>> Start Given data
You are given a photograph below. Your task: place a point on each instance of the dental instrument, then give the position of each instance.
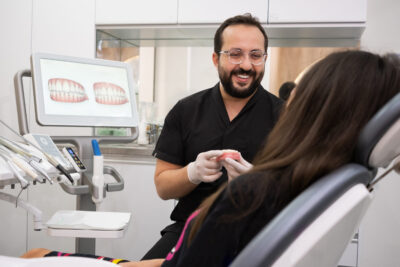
(98, 175)
(15, 147)
(21, 163)
(49, 158)
(24, 183)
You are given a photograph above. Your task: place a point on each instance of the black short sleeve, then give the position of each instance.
(169, 146)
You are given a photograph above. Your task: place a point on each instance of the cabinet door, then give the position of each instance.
(211, 11)
(136, 12)
(317, 11)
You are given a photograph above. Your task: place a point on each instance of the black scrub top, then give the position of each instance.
(200, 123)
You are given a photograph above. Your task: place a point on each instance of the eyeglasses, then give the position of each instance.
(236, 56)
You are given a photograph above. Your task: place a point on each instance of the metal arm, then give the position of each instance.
(36, 213)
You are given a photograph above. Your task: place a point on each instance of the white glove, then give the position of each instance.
(205, 168)
(236, 168)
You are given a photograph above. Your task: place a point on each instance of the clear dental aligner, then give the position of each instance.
(64, 90)
(109, 94)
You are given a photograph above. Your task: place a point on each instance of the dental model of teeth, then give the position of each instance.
(109, 94)
(64, 90)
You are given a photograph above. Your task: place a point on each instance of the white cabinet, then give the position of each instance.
(317, 11)
(136, 12)
(211, 11)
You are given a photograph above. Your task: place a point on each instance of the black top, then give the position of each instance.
(200, 123)
(220, 239)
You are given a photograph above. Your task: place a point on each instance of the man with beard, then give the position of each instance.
(237, 113)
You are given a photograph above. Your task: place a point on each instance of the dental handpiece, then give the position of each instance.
(15, 147)
(39, 169)
(24, 183)
(22, 164)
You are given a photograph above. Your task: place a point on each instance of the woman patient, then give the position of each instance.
(315, 135)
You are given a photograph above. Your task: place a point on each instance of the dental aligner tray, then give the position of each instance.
(88, 224)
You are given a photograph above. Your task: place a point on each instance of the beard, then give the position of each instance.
(230, 89)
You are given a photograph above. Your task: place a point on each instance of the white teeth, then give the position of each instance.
(109, 94)
(64, 90)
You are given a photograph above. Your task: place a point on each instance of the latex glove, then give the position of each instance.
(205, 168)
(235, 168)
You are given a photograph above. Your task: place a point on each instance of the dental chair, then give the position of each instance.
(316, 227)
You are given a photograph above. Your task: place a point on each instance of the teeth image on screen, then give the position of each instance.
(109, 94)
(64, 90)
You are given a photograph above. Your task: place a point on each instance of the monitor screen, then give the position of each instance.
(83, 92)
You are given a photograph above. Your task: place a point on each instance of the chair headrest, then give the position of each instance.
(379, 141)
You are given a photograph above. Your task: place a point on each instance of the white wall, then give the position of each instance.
(53, 26)
(379, 241)
(14, 55)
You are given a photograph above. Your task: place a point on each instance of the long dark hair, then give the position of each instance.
(317, 131)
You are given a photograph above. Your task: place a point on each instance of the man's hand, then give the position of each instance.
(205, 168)
(236, 168)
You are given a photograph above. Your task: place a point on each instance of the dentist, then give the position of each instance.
(237, 113)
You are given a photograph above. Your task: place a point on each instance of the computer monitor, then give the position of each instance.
(71, 91)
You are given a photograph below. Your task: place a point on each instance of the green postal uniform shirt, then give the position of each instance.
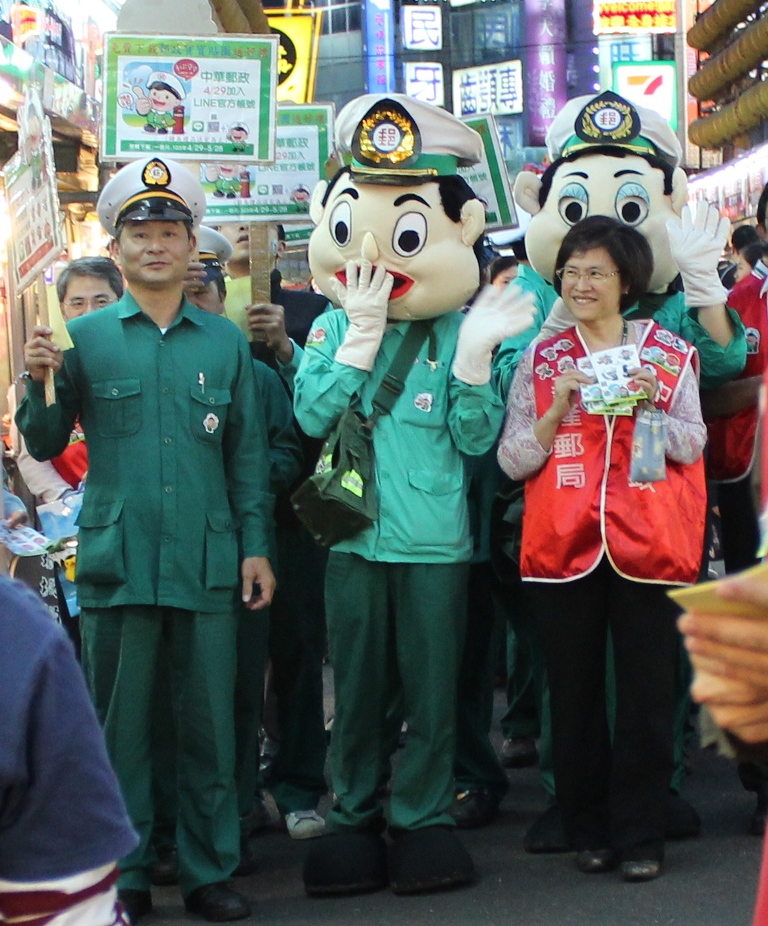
>> End Given data
Task prompt |
Format every line of the entries above as a numbered list, skipping blank lines and leaving out the pictures.

Completed task |
1. You are given a photograph below. Your task: place a point on each instance of the dental instrument, then give the position of each instance.
2. (98, 175)
3. (15, 147)
4. (21, 163)
5. (49, 158)
6. (24, 183)
7. You are given a photograph above. Your task: place a point on each instance of the black short sleeve, then give the position of each instance.
8. (169, 146)
9. You are given a photograph above. Your task: place a point on each instance of the cabinet door, then give the position of each instance.
10. (211, 11)
11. (136, 12)
12. (317, 11)
13. You are given a photograph above. Your task: place a point on each instance of the black scrub top, then give the position of each instance.
14. (200, 123)
15. You are given a photograph above. Your task: place a point on each instance of the eyeglasses, then give the position of each instance.
16. (236, 56)
17. You are given a photograph above. Your task: place a point on each instance of the metal arm, then give the position of each instance.
18. (36, 213)
19. You are given a photograph above. Your task: place a point on each instance of the white glove, then give the position of each instance.
20. (205, 168)
21. (236, 168)
22. You are given a photograph above. Your task: place a point on each instance of the clear dental aligner, then give the position of each instance.
23. (64, 90)
24. (109, 94)
25. You are given a photograph above. Your task: place a point on each instance of the dental model of teeth, then give the position of each instance.
26. (109, 94)
27. (64, 90)
28. You are given a photograph above. Your task: place a point on each instance of the white cabinet, then give the position of each instance.
29. (317, 11)
30. (136, 12)
31. (211, 11)
32. You are given a photograph above. Your task: place a point on each instance of the black top, then give the position of each instance.
33. (200, 123)
34. (220, 239)
35. You are given a photograph above. Your task: place a point on each instance of the man with beard, then give the position of each instance.
36. (237, 113)
37. You are given a photograph above. Your task: place a point on each instance of the dental handpiece, then give the position of each instance.
38. (15, 147)
39. (39, 169)
40. (24, 183)
41. (22, 164)
42. You are given a photograph above. Your task: place a point on each instance of the woman patient, then give the position of each instance.
43. (315, 135)
44. You are given a photograph above. Your task: place a point on each instance of the dental aligner tray, then give the position of each instance.
45. (88, 224)
46. You are given a photograph above. Your task: place a point on each instance of the beard, then give the position of each instance.
47. (230, 89)
48. You are given a photograph above. Your task: place a point on each instance of the white teeth, then give the position of each instance.
49. (109, 94)
50. (64, 90)
51. You are given a photograph above. Your task: place a point on each instance of the latex glove, then give the position of each instance.
52. (205, 168)
53. (235, 168)
54. You are given a photograph above. Your task: place a point on each instance of the dental chair, then give the position of each instance.
55. (316, 227)
56. You are given a photograph above. Your task: place a point on each instance of the teeth image on screen, then give the position of each instance.
57. (109, 94)
58. (64, 90)
59. You are given a photograph above. Your task: place a point on each instance of the monitor screen, then give the position of each instance.
60. (83, 92)
61. You are given a photograph above. Your task: place a point on each instance of the chair headrest, then give the position of each instance.
62. (379, 141)
63. You are given a photograph above. Your task: place a point on each instance of the white wall, then give the position of each instance.
64. (53, 26)
65. (379, 241)
66. (14, 55)
67. You are given a photograph above. Your task: place a point on each instance of the long dark hair, then give the position of each instance.
68. (317, 131)
69. You are given a photograph above. Your task: place a point on each instance of the man's hand, then give the position of each instance.
70. (205, 168)
71. (236, 168)
72. You are given a photograph above. Your task: place a point on each instance of the dentist, then give the position of each instance.
73. (237, 113)
74. You are given a photograph above. Your task: place a point on each instance of the computer monitor, then give the position of each instance.
75. (71, 91)
76. You are given a photograph below. Your task: place a point on each instance of the green postal uniform shirt, then give the position of each instance.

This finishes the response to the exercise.